→ The problem:
Go through the entries below and copy out, unchanged, every line that contains the word "side".

→ Input:
===============

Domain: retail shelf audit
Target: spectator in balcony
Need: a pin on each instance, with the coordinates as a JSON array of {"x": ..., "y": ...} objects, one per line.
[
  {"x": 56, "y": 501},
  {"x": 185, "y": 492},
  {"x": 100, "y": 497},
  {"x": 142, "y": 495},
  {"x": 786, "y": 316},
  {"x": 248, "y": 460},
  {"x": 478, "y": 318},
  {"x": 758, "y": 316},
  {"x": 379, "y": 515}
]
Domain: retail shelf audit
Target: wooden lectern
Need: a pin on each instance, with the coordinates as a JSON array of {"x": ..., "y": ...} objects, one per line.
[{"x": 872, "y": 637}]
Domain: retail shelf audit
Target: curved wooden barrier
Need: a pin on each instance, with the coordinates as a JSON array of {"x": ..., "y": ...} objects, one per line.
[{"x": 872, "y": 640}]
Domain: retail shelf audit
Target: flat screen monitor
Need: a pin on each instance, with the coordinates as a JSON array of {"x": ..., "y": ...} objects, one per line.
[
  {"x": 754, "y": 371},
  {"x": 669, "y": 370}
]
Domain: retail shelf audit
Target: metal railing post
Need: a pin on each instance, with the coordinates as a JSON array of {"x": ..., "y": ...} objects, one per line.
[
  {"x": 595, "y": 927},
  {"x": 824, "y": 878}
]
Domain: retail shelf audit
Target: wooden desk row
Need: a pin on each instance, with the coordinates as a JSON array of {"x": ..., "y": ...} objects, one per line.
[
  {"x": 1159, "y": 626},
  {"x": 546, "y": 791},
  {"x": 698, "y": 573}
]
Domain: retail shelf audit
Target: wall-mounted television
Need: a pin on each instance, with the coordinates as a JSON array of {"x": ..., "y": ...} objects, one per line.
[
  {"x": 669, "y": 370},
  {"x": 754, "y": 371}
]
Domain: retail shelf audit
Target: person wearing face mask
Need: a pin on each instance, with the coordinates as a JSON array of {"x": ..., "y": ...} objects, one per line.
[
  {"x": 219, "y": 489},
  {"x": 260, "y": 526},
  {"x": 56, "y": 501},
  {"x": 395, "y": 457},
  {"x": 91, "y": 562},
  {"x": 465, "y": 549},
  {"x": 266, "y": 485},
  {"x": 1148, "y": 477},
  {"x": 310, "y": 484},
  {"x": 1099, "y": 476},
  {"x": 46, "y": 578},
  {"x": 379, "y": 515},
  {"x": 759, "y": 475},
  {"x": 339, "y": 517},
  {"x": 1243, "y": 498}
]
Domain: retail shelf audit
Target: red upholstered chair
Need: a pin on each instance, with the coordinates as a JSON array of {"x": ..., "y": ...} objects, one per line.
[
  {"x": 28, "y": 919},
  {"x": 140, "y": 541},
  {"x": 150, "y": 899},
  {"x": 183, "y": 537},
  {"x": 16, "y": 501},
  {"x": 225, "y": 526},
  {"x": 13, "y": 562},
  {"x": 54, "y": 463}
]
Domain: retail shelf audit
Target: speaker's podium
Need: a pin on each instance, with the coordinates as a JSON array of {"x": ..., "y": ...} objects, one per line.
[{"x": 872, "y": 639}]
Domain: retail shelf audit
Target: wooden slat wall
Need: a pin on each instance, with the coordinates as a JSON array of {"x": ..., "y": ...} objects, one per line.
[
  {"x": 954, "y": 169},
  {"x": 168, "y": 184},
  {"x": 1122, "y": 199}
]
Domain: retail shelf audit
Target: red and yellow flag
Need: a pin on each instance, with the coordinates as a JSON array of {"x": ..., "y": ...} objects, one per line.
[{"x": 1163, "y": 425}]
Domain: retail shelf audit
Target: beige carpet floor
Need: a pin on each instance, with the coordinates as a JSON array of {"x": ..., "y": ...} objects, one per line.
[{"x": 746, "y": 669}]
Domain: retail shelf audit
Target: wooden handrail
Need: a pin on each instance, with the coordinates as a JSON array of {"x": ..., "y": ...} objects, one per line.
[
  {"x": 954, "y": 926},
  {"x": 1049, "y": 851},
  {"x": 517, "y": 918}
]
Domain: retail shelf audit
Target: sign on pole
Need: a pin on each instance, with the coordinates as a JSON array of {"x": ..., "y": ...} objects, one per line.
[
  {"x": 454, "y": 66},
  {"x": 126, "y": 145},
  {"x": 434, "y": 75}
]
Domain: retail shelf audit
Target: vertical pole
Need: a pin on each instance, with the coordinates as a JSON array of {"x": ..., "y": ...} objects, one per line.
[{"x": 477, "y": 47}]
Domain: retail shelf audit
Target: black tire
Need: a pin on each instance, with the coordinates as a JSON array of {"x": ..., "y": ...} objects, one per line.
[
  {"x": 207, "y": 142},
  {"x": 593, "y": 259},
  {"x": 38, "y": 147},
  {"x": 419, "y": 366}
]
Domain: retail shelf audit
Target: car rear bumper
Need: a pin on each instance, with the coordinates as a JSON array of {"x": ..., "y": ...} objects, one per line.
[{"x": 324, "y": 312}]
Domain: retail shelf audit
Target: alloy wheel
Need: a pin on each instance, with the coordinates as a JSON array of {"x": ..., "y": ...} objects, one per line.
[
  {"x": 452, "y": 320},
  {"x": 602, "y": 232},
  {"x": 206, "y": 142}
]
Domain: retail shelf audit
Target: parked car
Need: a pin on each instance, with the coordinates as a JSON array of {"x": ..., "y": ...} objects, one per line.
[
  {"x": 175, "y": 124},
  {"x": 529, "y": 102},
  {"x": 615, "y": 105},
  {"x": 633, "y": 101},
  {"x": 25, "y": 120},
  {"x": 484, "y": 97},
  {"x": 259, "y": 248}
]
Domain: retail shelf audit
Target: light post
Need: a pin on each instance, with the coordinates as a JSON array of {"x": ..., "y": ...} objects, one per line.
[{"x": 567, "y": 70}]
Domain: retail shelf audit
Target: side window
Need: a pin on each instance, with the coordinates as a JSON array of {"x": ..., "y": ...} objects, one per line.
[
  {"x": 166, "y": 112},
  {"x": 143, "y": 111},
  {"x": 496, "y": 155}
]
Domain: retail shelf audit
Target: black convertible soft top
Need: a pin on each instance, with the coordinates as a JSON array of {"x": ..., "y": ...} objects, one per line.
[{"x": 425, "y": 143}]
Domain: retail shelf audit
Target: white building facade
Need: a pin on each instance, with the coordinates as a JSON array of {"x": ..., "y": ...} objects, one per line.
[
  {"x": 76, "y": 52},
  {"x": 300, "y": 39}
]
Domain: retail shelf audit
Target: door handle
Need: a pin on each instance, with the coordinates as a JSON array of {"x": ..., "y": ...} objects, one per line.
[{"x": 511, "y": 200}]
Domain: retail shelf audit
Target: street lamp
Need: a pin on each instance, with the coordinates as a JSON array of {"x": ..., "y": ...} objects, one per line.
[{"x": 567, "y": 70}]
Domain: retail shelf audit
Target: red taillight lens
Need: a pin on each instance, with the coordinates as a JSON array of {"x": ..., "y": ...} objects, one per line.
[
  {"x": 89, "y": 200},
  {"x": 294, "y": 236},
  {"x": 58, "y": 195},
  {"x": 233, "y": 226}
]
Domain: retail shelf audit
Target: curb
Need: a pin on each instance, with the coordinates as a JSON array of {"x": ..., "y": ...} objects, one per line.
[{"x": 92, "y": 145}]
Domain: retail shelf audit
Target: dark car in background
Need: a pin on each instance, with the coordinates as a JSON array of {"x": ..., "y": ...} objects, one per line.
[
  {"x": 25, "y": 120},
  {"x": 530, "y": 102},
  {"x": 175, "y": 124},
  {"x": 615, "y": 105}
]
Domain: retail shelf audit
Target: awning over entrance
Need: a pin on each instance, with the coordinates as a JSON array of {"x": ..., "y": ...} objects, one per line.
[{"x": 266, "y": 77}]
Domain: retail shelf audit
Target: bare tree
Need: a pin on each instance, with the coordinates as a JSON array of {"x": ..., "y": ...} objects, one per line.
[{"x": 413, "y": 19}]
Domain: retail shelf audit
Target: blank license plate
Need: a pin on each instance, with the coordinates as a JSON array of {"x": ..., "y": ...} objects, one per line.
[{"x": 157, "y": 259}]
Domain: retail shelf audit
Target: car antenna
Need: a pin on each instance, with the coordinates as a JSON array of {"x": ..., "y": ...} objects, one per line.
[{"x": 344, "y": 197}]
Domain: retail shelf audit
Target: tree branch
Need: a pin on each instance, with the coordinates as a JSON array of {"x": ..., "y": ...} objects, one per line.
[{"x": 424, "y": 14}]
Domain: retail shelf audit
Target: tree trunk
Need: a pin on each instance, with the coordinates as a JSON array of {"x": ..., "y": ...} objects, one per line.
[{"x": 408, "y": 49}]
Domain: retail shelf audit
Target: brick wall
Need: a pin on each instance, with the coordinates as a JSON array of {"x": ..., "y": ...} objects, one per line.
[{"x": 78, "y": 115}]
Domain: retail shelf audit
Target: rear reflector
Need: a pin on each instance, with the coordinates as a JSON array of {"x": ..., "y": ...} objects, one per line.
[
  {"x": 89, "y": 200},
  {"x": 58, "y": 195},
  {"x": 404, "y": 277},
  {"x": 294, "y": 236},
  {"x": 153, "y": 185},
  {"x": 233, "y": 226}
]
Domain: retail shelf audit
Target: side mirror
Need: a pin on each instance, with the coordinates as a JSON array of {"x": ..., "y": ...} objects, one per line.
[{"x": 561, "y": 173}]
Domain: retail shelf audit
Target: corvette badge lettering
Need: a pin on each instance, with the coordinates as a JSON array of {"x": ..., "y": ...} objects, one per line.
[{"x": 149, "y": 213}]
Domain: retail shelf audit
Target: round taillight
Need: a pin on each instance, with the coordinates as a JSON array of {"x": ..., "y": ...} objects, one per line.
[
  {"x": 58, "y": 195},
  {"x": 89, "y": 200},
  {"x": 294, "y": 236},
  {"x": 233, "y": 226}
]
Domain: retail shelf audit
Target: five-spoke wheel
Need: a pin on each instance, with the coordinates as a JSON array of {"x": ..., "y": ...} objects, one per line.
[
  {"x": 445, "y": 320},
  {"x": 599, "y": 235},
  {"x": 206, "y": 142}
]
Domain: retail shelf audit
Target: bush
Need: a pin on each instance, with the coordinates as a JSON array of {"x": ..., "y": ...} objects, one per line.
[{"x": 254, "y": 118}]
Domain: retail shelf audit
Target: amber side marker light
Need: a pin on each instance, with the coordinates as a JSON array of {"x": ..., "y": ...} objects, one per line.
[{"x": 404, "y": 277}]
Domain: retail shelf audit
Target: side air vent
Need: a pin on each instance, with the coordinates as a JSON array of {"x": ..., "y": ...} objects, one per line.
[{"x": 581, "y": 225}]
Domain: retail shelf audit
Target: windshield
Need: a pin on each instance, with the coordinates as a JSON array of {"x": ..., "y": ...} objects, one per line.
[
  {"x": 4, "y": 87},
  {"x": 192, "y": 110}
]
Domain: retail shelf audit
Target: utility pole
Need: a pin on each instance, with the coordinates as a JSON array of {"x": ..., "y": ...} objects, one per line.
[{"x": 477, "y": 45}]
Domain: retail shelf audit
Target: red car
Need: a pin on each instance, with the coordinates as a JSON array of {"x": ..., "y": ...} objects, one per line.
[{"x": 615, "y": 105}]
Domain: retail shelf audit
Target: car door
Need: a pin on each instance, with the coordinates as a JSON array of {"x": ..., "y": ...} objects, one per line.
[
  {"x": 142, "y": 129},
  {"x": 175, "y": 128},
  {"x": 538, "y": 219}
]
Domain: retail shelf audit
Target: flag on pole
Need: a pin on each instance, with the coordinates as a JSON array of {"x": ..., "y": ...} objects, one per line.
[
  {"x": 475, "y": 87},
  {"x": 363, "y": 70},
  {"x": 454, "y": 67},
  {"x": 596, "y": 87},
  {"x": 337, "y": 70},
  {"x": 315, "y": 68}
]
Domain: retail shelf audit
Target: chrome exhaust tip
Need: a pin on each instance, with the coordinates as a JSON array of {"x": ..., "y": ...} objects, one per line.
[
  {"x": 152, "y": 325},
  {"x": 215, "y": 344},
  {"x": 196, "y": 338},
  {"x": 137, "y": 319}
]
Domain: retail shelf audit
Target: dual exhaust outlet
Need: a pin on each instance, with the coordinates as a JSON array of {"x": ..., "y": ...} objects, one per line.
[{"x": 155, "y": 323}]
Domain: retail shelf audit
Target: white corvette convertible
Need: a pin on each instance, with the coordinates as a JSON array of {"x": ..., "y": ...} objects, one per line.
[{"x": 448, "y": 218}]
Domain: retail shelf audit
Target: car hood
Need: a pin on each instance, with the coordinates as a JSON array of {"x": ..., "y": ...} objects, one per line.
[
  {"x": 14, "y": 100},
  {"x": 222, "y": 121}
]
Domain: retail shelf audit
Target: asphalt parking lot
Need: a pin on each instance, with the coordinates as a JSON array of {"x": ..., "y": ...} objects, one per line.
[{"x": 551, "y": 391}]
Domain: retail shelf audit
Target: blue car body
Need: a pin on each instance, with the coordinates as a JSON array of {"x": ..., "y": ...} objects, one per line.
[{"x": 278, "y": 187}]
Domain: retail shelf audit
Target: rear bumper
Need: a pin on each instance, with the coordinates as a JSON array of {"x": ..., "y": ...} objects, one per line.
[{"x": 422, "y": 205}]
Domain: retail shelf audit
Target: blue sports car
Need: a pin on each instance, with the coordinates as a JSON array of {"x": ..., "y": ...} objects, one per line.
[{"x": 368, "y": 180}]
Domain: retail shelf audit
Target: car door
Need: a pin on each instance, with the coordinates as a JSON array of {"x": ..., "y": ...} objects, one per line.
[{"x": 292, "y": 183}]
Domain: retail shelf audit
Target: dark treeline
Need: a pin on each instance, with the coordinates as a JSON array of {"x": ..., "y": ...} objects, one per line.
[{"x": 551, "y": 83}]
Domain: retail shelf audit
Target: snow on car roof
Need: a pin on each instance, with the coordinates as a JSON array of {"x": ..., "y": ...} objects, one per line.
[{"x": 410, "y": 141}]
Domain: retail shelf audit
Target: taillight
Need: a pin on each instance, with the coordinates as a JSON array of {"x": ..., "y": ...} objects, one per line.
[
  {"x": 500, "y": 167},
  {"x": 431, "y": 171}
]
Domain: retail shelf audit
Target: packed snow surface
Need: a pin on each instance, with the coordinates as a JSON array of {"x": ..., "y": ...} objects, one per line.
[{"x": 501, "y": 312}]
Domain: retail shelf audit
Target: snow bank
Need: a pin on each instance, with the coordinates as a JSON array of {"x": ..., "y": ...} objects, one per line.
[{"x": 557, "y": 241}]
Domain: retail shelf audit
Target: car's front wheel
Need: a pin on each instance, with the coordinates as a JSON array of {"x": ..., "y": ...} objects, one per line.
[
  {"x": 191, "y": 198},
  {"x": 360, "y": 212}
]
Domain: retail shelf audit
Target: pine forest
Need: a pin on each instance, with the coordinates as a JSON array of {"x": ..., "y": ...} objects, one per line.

===============

→ Written response:
Target: side window
Target: side mirror
Target: amber side marker light
Target: side air vent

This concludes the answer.